-- start of INPUT --

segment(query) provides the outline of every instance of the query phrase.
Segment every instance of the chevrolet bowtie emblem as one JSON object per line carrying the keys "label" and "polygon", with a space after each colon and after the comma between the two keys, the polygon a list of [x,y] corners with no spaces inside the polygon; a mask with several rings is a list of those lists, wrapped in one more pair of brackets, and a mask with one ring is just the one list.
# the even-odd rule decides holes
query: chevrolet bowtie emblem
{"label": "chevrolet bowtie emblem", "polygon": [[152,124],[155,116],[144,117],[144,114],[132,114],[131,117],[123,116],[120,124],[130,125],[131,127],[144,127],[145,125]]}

-- end of INPUT --

Update the items above by replacing "outline" with "contour" everywhere it occurs, and leave everything else unchanged.

» IN RESPONSE:
segment(query) provides the contour of every instance of the query phrase.
Segment every instance of the chevrolet bowtie emblem as one JSON object per line carrying the keys "label" and "polygon", with a space after each colon and after the comma between the two keys, the polygon a list of [x,y] corners with no spaces inside the polygon; a mask with several rings is a list of those lists, wrapped in one more pair of brackets, and a mask with one ring is just the one list.
# the even-odd rule decides holes
query: chevrolet bowtie emblem
{"label": "chevrolet bowtie emblem", "polygon": [[152,124],[155,116],[144,117],[144,114],[132,114],[131,117],[123,116],[120,124],[130,125],[131,127],[144,127],[145,125]]}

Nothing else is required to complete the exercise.